- **GIVEN RECORDS**:
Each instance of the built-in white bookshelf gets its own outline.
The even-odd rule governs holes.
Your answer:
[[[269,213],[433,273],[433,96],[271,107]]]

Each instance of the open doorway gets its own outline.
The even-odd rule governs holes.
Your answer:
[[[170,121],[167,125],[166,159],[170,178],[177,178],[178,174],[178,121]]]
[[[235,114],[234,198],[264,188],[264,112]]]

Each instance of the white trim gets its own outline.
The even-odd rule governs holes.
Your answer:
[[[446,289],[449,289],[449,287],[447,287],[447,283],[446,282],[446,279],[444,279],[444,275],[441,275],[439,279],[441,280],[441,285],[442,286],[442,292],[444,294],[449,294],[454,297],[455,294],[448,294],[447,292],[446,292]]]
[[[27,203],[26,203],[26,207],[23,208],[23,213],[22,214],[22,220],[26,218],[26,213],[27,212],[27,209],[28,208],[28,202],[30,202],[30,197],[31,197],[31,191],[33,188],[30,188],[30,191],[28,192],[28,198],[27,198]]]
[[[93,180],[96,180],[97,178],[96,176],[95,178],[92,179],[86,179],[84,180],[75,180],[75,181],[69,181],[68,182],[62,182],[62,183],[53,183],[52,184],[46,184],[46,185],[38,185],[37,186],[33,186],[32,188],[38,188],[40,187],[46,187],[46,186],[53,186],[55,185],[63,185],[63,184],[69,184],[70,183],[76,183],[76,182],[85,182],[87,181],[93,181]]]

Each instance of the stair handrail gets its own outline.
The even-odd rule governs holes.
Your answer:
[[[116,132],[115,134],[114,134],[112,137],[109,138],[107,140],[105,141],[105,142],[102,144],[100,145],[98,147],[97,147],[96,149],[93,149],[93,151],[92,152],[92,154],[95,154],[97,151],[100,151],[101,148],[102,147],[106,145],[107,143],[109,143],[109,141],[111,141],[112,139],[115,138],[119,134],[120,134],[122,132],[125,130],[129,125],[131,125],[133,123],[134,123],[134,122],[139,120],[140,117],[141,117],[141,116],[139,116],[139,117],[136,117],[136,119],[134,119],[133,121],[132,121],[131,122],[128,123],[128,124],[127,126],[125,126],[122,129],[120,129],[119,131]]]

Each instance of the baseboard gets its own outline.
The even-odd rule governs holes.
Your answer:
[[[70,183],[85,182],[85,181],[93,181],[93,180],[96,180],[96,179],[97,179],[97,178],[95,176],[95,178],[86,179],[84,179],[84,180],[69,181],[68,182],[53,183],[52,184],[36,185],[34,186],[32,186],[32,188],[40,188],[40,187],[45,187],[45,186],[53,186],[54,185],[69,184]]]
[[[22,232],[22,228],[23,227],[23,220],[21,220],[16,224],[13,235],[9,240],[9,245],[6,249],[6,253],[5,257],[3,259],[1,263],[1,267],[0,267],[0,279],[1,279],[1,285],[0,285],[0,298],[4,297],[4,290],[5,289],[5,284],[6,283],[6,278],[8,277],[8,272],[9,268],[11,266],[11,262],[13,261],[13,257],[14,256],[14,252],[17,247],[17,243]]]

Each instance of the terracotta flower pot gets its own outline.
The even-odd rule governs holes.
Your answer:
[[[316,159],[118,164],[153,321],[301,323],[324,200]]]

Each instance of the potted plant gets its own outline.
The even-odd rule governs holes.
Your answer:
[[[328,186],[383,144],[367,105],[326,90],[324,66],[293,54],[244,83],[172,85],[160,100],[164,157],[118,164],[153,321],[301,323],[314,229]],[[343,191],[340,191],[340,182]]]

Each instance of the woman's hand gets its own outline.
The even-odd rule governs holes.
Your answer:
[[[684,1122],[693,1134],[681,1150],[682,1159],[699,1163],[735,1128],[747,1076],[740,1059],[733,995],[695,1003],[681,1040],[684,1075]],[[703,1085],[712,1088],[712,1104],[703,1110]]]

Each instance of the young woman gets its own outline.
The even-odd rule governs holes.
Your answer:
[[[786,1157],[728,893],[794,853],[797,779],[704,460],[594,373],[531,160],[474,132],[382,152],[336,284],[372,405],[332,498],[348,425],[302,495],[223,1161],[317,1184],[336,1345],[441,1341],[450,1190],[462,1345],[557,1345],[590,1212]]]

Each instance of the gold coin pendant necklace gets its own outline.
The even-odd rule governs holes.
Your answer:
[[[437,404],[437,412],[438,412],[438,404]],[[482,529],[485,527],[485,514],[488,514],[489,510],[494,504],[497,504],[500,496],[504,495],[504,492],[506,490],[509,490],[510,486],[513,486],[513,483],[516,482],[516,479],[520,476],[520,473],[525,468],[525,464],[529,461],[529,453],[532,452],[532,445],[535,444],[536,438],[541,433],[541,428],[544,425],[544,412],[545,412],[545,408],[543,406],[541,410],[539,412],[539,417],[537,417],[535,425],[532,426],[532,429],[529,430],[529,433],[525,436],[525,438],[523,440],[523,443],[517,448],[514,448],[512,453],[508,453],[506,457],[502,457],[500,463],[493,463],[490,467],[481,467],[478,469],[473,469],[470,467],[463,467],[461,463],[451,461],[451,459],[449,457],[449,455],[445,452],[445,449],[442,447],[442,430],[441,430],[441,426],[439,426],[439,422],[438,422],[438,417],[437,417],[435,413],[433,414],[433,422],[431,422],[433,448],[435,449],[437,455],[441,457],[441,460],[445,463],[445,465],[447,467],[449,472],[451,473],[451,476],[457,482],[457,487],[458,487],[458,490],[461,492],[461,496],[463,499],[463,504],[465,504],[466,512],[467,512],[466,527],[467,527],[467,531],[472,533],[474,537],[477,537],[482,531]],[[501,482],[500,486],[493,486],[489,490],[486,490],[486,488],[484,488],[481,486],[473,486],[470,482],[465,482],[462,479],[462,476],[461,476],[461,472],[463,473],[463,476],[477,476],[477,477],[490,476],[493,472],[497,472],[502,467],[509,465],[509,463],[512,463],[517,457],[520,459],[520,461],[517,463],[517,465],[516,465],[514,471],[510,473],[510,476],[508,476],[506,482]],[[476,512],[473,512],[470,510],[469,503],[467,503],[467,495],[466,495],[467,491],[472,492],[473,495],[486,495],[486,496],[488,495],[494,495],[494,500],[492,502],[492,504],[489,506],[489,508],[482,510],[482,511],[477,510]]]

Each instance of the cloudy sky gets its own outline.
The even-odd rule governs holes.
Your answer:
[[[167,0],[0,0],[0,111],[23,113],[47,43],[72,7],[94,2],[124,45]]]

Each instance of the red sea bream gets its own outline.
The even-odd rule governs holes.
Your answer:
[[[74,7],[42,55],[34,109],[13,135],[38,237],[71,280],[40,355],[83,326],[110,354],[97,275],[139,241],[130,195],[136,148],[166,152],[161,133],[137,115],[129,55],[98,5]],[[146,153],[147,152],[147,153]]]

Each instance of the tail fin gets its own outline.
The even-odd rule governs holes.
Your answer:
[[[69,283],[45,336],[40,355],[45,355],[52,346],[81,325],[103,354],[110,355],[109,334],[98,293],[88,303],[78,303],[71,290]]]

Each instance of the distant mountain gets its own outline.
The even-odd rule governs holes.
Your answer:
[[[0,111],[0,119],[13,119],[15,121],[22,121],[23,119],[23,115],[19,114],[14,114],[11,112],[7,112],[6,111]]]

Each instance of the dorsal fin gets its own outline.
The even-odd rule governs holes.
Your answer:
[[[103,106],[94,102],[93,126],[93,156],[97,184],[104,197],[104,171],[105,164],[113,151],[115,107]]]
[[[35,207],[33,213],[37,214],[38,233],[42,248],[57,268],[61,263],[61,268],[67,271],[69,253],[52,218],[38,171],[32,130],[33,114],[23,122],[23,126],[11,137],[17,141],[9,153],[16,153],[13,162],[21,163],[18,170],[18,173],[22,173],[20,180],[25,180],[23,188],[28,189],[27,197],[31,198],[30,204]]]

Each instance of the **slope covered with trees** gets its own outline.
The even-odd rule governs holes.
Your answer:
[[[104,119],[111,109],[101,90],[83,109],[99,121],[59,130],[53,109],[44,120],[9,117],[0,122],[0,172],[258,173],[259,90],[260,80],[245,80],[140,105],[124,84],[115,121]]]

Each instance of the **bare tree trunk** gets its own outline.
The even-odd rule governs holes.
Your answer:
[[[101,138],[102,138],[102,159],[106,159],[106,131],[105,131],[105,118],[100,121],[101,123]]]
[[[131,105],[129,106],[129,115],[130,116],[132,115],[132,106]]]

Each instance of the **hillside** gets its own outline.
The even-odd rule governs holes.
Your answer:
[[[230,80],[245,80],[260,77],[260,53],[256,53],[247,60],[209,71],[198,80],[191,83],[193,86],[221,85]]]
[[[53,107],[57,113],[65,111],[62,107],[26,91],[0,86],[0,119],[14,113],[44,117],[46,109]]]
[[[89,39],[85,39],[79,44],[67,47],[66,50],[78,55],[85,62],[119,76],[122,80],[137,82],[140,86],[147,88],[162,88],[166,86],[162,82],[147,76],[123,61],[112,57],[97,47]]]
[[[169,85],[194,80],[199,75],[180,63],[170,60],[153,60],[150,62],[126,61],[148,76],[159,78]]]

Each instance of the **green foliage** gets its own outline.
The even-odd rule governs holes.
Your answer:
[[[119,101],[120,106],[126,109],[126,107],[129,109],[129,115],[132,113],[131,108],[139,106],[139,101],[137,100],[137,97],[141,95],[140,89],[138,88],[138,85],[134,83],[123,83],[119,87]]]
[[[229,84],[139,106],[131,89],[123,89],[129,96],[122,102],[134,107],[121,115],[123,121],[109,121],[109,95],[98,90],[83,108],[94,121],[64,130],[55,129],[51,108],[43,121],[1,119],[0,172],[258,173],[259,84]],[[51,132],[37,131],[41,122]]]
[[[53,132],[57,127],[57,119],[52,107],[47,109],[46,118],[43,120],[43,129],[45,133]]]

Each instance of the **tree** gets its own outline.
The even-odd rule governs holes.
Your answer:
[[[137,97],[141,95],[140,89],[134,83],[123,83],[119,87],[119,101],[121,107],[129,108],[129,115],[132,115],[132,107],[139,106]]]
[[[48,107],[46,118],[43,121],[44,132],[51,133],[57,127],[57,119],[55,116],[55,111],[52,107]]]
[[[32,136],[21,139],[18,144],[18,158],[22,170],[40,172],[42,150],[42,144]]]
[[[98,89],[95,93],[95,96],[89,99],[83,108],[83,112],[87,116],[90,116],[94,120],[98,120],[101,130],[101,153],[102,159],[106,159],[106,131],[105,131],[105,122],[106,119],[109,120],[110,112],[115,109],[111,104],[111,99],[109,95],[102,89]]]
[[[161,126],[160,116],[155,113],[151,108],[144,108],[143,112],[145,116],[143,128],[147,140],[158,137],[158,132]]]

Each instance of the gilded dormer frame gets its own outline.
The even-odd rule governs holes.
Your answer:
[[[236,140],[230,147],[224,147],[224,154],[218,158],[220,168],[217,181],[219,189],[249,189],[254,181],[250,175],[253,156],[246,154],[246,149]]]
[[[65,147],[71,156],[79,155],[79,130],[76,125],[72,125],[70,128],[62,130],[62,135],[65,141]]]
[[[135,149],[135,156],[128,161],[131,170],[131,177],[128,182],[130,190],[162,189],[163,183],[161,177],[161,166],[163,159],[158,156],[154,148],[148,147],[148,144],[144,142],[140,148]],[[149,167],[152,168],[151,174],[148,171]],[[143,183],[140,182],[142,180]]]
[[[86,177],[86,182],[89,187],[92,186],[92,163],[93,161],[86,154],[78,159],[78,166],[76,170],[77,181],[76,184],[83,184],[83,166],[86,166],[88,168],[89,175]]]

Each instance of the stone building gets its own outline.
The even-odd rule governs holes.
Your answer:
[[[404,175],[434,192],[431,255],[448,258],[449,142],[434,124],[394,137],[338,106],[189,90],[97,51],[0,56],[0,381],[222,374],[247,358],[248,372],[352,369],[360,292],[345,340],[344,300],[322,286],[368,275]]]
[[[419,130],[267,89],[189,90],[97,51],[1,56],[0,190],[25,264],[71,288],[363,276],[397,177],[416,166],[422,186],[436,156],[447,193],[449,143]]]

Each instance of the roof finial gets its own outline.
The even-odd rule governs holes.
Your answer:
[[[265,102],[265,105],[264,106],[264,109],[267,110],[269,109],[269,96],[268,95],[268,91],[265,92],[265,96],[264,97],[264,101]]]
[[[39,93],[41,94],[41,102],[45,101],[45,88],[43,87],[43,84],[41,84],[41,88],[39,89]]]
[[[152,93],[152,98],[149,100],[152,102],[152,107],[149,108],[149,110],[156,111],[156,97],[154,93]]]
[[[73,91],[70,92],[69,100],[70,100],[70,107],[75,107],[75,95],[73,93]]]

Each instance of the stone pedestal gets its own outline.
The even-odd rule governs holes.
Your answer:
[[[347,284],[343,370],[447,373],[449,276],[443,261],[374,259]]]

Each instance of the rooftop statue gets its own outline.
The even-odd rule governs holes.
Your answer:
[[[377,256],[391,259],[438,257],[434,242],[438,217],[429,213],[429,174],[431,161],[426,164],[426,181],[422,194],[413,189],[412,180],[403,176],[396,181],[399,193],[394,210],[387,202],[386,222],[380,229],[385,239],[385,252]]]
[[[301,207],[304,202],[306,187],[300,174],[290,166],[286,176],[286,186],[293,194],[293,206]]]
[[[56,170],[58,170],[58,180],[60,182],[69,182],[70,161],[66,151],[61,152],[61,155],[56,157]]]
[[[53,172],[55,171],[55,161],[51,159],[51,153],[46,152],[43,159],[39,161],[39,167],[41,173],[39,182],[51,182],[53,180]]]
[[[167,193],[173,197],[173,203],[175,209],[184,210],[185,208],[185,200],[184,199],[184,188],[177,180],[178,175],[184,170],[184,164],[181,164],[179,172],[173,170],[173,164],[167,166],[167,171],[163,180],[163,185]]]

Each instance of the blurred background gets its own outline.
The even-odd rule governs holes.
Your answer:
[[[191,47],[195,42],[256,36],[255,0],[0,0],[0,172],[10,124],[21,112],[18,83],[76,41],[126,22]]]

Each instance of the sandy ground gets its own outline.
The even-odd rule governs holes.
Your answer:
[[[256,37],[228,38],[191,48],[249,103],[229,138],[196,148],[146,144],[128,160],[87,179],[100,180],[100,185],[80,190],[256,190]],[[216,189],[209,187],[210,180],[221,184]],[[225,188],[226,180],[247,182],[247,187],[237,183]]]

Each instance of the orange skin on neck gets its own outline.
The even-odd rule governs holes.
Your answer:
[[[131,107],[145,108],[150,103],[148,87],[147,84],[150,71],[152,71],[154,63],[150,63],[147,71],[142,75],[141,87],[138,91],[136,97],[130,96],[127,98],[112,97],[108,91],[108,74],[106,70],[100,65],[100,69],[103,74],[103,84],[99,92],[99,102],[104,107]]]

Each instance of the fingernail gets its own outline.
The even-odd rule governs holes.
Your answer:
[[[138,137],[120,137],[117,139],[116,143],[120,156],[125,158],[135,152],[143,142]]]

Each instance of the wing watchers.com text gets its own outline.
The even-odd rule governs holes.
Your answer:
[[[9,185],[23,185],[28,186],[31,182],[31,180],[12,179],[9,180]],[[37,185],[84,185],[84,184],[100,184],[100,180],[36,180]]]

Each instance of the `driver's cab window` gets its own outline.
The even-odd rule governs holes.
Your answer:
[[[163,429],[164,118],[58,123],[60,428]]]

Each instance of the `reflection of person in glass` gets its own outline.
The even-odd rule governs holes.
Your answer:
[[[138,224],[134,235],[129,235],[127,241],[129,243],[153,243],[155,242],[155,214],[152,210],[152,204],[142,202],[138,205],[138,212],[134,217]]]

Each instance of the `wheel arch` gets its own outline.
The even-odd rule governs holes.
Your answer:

- **EXERCISE PROMPT**: Could you give the stretch from the line containing "of person in" through the end of the records again, with "outline" replaced by "polygon" and everything else unchanged?

- **ANSWER TO THE PROBLEM**:
Each instance of the `reflection of person in glass` gets its own polygon.
The even-odd rule governs holes.
Your answer:
[[[138,224],[134,235],[129,235],[127,241],[129,243],[153,243],[155,242],[155,214],[152,210],[152,204],[142,202],[138,205],[138,212],[134,217]]]

Each instance of the `wheel arch` gets its own polygon.
The even-odd rule governs holes.
Your answer:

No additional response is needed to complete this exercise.